**Extract to read:**
----

Grad is always zero

I am using the bert implementation in PyTorch.
When I am doing the forward of the BertEmbeddings, this code is executed :

class BertEmbeddings(nn.Module):
    """Construct the embeddings from word, position and token_type embeddings.

    def __init__(self, config):
        self.word_embeddings = nn.Embedding(config.vocab_size, config.hidden_size, padding_idx=0)
        self.position_embeddings = nn.Embedding(config.max_position_embeddings, config.hidden_size)
        self.token_type_embeddings = nn.Embedding(config.type_vocab_size, config.hidden_size)

        # self.LayerNorm is not snake-cased to stick with TensorFlow model variable name and be able to load
        # any TensorFlow checkpoint file
        self.LayerNorm = BertLayerNorm(config.hidden_size, eps=config.layer_norm_eps)
        self.dropout = nn.Dropout(config.hidden_dropout_prob)

    def forward(self, input_ids=None, token_type_ids=None, position_ids=None, inputs_embeds=None):
        if input_ids is not None:
            input_shape = input_ids.size()
            input_shape = inputs_embeds.size()[:-1]

        seq_length = input_shape[1]
        device = input_ids.device if input_ids is not None else inputs_embeds.device
        if position_ids is None:
            position_ids = torch.arange(seq_length, dtype=torch.long, device=device)

----

**Extracted information:**

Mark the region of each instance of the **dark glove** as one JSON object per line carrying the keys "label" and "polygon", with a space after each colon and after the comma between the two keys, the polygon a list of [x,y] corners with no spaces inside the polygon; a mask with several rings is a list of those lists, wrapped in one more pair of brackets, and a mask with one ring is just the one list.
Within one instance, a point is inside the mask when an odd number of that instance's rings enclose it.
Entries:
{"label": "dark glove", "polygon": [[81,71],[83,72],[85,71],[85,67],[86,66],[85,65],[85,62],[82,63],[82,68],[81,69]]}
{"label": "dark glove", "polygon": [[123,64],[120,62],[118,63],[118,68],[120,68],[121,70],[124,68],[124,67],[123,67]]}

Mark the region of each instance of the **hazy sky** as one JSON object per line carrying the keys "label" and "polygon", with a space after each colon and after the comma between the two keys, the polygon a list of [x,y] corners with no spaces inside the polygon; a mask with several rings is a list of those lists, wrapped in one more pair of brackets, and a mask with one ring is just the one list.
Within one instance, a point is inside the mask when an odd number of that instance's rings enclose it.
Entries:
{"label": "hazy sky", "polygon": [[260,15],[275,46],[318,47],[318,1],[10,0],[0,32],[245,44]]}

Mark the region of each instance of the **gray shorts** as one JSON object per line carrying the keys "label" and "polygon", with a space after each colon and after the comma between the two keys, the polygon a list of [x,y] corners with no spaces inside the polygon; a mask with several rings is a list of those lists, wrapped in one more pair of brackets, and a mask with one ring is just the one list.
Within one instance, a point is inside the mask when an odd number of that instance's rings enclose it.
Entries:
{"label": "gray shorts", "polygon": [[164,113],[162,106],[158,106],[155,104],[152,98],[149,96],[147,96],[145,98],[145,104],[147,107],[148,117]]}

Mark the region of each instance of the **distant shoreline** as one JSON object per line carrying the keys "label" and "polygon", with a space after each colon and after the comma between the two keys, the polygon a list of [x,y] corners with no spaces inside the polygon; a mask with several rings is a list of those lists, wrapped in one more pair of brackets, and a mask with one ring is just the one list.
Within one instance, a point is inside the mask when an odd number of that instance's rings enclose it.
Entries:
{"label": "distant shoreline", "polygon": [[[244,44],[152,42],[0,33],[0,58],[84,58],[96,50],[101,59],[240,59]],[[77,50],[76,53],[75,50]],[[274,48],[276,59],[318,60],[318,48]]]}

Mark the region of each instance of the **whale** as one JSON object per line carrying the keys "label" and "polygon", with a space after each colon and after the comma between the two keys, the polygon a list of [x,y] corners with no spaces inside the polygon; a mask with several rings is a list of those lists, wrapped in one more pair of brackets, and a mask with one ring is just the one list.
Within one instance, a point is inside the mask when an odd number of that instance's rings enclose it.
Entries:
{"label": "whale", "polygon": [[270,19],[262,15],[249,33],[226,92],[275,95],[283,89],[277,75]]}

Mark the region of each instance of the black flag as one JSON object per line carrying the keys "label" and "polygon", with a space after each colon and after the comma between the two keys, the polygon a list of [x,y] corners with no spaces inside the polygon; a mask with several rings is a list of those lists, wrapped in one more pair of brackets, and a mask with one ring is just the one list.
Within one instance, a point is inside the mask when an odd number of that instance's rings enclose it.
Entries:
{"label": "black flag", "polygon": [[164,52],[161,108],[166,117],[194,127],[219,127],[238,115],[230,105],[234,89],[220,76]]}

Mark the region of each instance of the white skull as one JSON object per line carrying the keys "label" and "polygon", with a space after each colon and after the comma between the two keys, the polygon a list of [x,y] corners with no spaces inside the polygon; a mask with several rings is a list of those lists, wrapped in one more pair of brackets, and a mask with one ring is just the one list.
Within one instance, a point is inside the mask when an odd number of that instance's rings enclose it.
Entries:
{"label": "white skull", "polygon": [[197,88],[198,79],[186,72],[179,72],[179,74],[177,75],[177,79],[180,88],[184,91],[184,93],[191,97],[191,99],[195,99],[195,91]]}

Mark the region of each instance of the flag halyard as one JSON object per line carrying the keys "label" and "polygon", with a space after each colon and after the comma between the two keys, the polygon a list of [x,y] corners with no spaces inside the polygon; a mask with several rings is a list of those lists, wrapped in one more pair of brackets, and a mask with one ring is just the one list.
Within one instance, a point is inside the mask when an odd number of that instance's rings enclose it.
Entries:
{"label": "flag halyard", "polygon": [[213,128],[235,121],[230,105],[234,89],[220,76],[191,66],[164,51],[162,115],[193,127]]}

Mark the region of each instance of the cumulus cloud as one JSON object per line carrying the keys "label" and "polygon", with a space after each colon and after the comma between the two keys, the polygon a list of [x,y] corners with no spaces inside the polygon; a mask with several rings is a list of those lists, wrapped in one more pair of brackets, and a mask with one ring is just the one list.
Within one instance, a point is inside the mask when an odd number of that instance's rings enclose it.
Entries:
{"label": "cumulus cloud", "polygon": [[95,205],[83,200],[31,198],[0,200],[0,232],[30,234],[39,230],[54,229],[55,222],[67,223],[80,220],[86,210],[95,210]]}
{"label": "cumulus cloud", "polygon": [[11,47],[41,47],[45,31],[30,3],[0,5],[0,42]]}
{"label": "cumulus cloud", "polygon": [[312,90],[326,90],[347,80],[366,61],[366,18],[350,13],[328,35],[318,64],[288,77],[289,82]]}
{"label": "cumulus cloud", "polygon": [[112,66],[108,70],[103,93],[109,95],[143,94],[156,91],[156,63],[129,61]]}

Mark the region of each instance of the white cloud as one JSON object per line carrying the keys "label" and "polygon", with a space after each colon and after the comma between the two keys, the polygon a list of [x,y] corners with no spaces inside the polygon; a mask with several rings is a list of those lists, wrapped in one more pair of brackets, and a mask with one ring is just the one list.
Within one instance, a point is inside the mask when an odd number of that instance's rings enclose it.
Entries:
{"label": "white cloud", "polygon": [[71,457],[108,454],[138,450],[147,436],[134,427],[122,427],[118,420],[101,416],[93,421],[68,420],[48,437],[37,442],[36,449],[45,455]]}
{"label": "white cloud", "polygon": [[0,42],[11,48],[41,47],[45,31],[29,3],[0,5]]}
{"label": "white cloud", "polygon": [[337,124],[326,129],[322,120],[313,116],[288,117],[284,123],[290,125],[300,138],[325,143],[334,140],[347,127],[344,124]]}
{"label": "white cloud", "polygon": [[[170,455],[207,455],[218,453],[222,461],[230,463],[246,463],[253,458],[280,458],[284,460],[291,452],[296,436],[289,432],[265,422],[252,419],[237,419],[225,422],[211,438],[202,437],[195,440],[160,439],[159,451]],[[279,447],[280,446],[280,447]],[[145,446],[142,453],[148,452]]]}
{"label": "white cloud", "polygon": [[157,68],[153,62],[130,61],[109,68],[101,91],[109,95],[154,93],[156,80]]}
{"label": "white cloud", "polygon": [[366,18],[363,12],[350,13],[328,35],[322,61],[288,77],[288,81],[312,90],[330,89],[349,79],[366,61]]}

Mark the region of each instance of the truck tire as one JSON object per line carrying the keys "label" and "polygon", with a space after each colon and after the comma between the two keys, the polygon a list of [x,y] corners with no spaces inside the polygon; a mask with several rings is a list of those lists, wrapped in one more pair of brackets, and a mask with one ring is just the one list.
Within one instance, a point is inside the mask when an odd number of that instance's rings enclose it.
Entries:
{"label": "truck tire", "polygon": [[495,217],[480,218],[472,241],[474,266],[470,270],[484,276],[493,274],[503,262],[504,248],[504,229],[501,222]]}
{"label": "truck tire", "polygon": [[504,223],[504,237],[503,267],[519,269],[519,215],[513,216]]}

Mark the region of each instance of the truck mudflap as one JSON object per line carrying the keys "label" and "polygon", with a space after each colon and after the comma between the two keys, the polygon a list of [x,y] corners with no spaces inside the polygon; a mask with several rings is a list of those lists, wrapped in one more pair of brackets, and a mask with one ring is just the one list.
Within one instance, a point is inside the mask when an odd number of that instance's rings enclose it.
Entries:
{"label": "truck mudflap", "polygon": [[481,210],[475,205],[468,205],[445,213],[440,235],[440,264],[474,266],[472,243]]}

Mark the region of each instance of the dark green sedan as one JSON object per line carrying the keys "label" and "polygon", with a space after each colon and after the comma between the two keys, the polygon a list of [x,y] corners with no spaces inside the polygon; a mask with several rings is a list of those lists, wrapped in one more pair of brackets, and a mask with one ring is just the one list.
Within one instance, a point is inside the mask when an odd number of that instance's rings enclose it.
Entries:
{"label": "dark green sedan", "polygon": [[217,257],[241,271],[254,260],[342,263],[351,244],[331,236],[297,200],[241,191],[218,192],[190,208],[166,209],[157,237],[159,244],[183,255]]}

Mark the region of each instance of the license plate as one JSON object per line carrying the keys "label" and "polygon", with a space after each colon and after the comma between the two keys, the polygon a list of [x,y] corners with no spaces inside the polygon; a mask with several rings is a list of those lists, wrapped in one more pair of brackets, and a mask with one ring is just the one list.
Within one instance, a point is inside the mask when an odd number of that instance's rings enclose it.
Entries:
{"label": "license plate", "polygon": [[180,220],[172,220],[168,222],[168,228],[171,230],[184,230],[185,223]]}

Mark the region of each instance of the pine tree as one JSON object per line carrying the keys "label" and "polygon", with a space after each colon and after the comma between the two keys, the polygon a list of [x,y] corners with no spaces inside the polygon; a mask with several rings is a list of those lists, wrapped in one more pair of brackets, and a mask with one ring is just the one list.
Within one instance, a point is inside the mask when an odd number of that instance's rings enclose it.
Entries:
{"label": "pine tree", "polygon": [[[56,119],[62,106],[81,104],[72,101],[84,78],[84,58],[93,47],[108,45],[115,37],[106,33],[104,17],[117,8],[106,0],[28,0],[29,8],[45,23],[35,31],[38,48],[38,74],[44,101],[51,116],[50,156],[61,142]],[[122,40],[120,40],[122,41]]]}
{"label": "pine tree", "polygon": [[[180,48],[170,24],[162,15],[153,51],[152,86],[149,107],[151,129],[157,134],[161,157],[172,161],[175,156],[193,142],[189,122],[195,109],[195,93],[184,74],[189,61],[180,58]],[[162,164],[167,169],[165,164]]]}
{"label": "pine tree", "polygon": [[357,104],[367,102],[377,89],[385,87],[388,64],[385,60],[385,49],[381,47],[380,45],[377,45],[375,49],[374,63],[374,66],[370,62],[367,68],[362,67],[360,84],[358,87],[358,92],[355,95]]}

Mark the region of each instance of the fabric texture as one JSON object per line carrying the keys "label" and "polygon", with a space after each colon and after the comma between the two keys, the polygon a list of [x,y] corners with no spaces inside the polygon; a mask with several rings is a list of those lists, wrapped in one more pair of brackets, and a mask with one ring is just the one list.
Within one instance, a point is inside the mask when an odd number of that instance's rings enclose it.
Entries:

----

**Stated exercise 1:** For each statement about the post, answer yes or no and quote the exact words from the post that decide it. (a) The poster uses a BERT implementation in TensorFlow. (b) The word embeddings use a padding index of 0. (c) The LayerNorm attribute name is snake-cased.
**Stated exercise 2:** Reproduce the post word for word between "# self.LayerNorm is" and "self.dropout = nn.Dropout(config.hidden_dropout_prob)", inclusive.
The material after the post isn't needed here.

**Written response 1:**
(a) No: "I am using the bert implementation in PyTorch."
(b) Yes: "padding_idx=0"
(c) No: "self.LayerNorm is not snake-cased"

**Written response 2:**
# self.LayerNorm is not snake-cased to stick with TensorFlow model variable name and be able to load
        # any TensorFlow checkpoint file
        self.LayerNorm = BertLayerNorm(config.hidden_size, eps=config.layer_norm_eps)
        self.dropout = nn.Dropout(config.hidden_dropout_prob)